__TASKS__
1. State whether each statement below agrees with the audio signal processing excerpt, answering yes or no and quoting the deciding words of that excerpt: (a) the cut-off frequency, gain and bandwidth parameters are determined on the basis of equations; (b) the coefficients af,g,Δ denote the maximal values of f, g and Δ; (c) in the ninth implementation form, the adjustment function is convolved with the left ear transfer function.
2. Using the audio signal processing excerpt, explain in one to three sentences why the result of convolving the adjustment function with the left ear transfer function is then convolved with the input audio signal.
3. Continue the audio signal processing excerpt from the point at which it stops.
======== EXCERPT
In a seventh possible implementation form of the audio signal processing method according to the sixth implementation form of the second aspect, for at least one infinite impulse response filter of the plurality of infinite response filters the plurality of predefined filter parameters are selected by determining a frequency and an azimuth angle and/or an elevation angle, at which a left ear transfer function or a right ear transfer function of the plurality of pairs of measured left ear and right ear transfer functions has a minimal or maximal magnitude, and by approximating the frequency dependence of the left ear transfer function or the right ear transfer function of the plurality of pairs of measured left ear and right ear transfer functions by the frequency dependence of the at least one infinite impulse response filter.
In an eighth possible implementation form of the audio signal processing method according to the sixth or seventh implementation form of the second aspect, the filter parameters, namely the cut-off frequency parameter f0, the gain parameter g0 and the bandwidth parameter Δ0 are determined on the basis of the following equations:
f0=max(mf,min(Mf,af(ϕ−ϕp)2+fp)),
g0=max(mg,min(Mg,ag(ϕ−ϕp)2+gp)),
Δ0=max(mΔ,min(MΔ,aΔ(ϕ−ϕp)2+Δp)).
wherein Mf,g,Δ and mf,g,Δ denote maximal and minimal values of f,g,Δ, respectively, and wherein af,g,Δ denote coefficients controlling the speed of changing the corresponding filter design parameters.
In a ninth possible implementation form of the audio signal processing method according to the second aspect as such or any one of the first to eighth implementation form thereof, the step of filtering the input audio signal on the basis of the determined pair of left ear and right ear transfer functions and the adjustment function comprises the steps of convolving the adjustment function with the left ear transfer function and convolving the result with the input audio signal in order to obtain the left ear output audio signal and/or the steps of convolving the adjustment function with the right ear transfer function and convolving the result with the input audio signal in order to obtain the right ear output audio signal.
================
======== DATA LINES
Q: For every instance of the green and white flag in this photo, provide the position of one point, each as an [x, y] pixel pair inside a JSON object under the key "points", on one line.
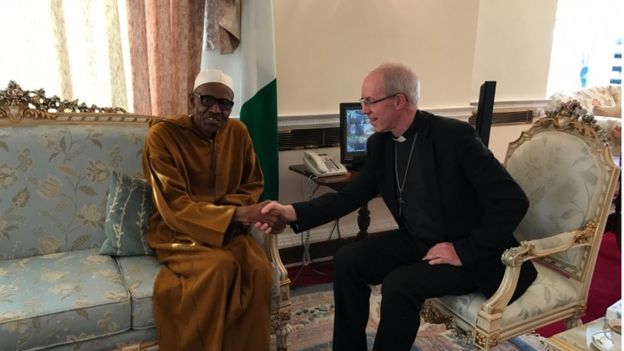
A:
{"points": [[252, 66]]}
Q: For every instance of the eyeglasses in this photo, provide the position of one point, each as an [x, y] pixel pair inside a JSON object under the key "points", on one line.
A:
{"points": [[368, 102], [208, 101]]}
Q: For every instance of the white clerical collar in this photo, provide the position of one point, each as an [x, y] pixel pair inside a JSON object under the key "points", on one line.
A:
{"points": [[399, 139]]}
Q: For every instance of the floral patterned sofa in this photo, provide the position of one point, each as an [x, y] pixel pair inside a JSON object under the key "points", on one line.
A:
{"points": [[57, 291]]}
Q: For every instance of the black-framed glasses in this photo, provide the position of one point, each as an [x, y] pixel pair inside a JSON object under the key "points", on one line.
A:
{"points": [[368, 102], [225, 105]]}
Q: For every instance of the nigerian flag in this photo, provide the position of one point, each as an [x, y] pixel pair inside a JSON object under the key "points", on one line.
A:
{"points": [[252, 66]]}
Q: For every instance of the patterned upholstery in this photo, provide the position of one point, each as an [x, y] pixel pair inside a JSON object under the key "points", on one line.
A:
{"points": [[547, 293], [564, 165], [54, 299], [56, 291], [139, 273], [59, 175]]}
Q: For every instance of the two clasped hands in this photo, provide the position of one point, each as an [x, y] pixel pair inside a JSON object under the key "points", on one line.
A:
{"points": [[271, 217]]}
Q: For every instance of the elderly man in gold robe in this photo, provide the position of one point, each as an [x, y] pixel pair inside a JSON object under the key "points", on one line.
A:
{"points": [[213, 291]]}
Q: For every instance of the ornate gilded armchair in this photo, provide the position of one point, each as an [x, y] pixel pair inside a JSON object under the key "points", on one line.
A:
{"points": [[564, 165]]}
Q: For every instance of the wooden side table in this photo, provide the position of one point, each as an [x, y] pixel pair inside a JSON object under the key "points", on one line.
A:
{"points": [[336, 183], [577, 339]]}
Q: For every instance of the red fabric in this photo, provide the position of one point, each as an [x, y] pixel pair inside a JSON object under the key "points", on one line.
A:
{"points": [[605, 288]]}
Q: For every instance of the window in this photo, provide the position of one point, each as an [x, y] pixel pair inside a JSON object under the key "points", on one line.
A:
{"points": [[587, 45], [72, 48]]}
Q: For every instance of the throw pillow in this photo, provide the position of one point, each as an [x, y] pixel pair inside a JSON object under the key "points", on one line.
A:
{"points": [[128, 211]]}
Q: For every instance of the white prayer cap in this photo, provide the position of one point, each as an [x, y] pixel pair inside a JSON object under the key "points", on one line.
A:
{"points": [[213, 76]]}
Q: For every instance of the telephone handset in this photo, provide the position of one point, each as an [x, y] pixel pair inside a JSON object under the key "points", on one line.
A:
{"points": [[322, 165]]}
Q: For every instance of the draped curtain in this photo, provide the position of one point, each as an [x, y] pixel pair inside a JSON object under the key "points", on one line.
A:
{"points": [[165, 39]]}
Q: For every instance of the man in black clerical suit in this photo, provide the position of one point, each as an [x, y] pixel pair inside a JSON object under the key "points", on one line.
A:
{"points": [[455, 204]]}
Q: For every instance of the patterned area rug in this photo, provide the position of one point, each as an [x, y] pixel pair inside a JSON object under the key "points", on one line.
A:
{"points": [[312, 322]]}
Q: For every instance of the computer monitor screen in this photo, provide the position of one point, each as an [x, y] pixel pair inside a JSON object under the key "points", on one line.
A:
{"points": [[355, 129]]}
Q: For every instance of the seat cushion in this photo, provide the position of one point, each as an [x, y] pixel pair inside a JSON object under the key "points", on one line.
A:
{"points": [[128, 211], [61, 298], [549, 291], [139, 274]]}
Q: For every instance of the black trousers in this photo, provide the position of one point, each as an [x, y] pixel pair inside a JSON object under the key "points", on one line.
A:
{"points": [[394, 260]]}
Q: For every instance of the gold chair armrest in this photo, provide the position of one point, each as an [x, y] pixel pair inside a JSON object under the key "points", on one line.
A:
{"points": [[529, 250]]}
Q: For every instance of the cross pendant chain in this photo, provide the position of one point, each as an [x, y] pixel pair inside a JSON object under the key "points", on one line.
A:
{"points": [[401, 202]]}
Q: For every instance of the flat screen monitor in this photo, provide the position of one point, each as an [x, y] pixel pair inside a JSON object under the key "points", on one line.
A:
{"points": [[485, 109], [355, 129]]}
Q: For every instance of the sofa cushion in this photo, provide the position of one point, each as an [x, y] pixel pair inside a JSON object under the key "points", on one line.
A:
{"points": [[58, 175], [128, 212], [61, 298], [139, 274]]}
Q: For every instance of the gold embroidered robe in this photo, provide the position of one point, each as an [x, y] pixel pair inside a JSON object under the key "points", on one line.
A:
{"points": [[213, 291]]}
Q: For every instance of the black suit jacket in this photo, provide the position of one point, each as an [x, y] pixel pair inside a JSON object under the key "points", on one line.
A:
{"points": [[476, 199]]}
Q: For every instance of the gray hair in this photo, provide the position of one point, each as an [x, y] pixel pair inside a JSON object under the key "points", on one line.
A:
{"points": [[399, 78]]}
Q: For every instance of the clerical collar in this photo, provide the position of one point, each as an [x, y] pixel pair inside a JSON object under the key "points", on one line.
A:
{"points": [[400, 139], [408, 133]]}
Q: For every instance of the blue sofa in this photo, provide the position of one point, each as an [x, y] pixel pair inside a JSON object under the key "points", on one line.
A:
{"points": [[57, 292]]}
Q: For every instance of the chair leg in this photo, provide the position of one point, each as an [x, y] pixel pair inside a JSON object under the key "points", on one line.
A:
{"points": [[572, 322]]}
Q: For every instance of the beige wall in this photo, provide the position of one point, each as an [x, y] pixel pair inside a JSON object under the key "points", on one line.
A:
{"points": [[325, 47], [513, 45]]}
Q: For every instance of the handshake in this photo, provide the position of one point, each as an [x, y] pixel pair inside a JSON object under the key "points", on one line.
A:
{"points": [[270, 217]]}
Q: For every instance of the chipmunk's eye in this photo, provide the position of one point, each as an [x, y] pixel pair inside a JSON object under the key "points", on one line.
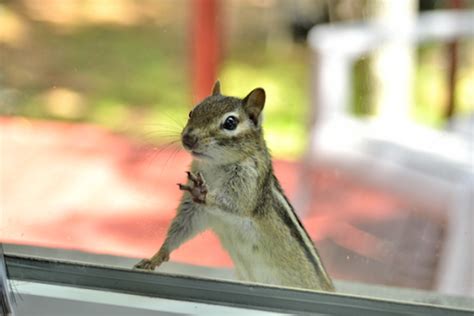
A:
{"points": [[230, 123]]}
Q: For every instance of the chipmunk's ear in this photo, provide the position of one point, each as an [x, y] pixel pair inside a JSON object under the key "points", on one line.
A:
{"points": [[253, 104], [217, 88]]}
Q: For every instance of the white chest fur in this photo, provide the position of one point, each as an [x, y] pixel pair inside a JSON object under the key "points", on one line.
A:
{"points": [[238, 232]]}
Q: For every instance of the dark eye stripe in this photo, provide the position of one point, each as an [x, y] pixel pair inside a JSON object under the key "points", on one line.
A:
{"points": [[230, 123]]}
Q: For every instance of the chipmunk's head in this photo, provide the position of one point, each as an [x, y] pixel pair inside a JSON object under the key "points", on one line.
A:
{"points": [[223, 129]]}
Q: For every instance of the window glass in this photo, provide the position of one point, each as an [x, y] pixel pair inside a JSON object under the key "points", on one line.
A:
{"points": [[368, 120]]}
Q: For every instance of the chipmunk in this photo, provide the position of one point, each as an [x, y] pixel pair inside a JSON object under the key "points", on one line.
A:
{"points": [[233, 191]]}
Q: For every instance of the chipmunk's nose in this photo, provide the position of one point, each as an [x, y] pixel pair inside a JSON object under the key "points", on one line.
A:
{"points": [[189, 141]]}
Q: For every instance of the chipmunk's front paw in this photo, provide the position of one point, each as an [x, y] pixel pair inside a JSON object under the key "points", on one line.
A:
{"points": [[197, 187], [145, 264], [151, 264]]}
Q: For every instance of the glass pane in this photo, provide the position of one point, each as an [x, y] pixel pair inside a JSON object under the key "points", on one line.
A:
{"points": [[371, 139]]}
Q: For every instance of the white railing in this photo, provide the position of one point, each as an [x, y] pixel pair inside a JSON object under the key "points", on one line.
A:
{"points": [[423, 164]]}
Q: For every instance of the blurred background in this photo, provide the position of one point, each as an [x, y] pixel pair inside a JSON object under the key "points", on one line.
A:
{"points": [[369, 117]]}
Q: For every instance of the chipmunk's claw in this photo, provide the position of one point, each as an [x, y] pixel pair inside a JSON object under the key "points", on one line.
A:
{"points": [[145, 264], [197, 187]]}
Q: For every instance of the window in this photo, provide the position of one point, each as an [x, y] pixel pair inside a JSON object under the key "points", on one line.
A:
{"points": [[369, 126]]}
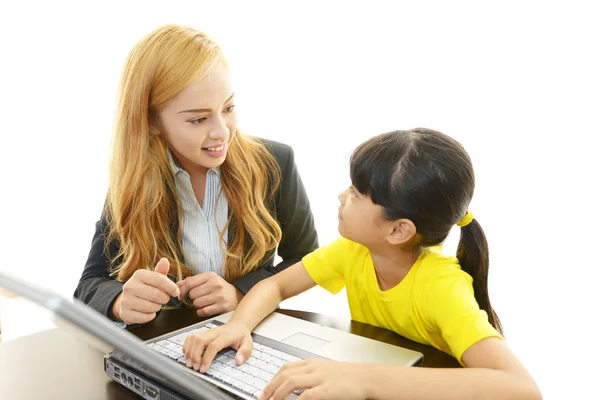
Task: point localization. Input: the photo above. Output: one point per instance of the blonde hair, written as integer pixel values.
(142, 202)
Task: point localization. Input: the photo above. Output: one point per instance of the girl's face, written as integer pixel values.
(200, 122)
(359, 219)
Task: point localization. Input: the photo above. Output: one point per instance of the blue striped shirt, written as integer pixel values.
(201, 225)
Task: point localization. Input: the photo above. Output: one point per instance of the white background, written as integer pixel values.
(516, 82)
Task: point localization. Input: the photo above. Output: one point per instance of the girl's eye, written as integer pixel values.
(198, 121)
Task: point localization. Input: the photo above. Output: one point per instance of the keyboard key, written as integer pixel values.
(179, 339)
(248, 389)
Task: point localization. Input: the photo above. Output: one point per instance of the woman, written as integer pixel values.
(195, 209)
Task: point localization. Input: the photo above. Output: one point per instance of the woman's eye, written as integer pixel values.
(197, 121)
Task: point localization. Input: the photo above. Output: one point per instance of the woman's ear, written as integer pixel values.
(402, 231)
(154, 124)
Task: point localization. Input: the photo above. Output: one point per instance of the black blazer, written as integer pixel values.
(290, 207)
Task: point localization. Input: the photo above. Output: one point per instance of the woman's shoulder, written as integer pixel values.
(280, 151)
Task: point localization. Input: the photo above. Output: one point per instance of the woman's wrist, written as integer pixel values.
(115, 310)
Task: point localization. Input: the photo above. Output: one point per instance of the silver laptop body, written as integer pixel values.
(156, 369)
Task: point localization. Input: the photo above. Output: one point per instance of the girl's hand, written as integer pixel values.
(321, 379)
(201, 348)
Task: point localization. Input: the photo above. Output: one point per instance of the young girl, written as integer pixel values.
(408, 189)
(189, 193)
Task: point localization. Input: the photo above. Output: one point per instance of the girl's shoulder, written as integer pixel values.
(439, 268)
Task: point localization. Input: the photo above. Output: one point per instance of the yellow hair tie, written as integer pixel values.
(466, 220)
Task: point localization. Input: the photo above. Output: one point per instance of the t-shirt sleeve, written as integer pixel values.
(326, 265)
(452, 308)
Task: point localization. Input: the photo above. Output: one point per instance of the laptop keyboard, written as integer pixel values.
(250, 378)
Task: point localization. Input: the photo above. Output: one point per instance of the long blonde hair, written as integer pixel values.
(142, 203)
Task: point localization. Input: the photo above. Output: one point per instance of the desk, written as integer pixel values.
(52, 365)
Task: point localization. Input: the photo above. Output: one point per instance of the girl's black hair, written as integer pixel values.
(427, 177)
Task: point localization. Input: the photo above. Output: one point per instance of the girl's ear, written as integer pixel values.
(402, 232)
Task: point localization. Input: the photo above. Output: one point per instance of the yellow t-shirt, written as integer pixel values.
(434, 304)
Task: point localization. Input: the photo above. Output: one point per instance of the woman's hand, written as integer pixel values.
(210, 293)
(201, 348)
(144, 294)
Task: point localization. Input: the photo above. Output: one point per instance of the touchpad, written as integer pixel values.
(306, 342)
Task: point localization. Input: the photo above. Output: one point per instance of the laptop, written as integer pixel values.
(155, 369)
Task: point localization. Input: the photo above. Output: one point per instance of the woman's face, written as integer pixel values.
(200, 122)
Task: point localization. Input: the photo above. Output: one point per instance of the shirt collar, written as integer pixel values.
================
__RESPONSE LIST__
1.
(a) Yes: "the filter parameters, namely the cut-off frequency parameter f0, the gain parameter g0 and the bandwidth parameter Δ0 are determined on the basis of the following equations"
(b) No: "af,g,Δ denote coefficients controlling the speed of changing the corresponding filter design parameters"
(c) Yes: "convolving the adjustment function with the left ear transfer function"

2. The result is convolved with the input audio signal in order to obtain the left ear output audio signal. This step forms part of filtering the input audio signal on the basis of the determined pair of left ear and right ear transfer functions and the adjustment function.

3.
In a tenth possible implementation form of the audio signal processing method according to the second aspect as such or any one of the first to eighth implementation form thereof, the step of filtering the input audio signal on the basis of the determined pair of left ear and right ear transfer functions and the adjustment function comprises the steps of convolving the left ear transfer function with the input audio signal and convolving the result with the adjustment function in order to obtain the left ear output audio signal and/or the steps of convolving the right ear transfer function with the input audio signal and convolving the result with the adjustment function in order to obtain the right ear output audio signal.
In an eleventh possible implementation form of the audio signal processing method according to the second aspect as such or any one of the first to tenth implementation form thereof, the audio signal processing method further comprises the step of outputting the left ear output audio signal and the right ear output audio signal by means of a pair of transducers, in particular headphones or loudspeakers using crosstalk cancellation.
In a twelfth possible implementation form of the audio signal processing method according to the second aspect as such or any one of the first to eleventh implementation form thereof, the pairs of predefined left ear and right ear transfer functions are predefined for a plurality of reference positions relative to the listener, which lie in the horizontal plane relative to the listener.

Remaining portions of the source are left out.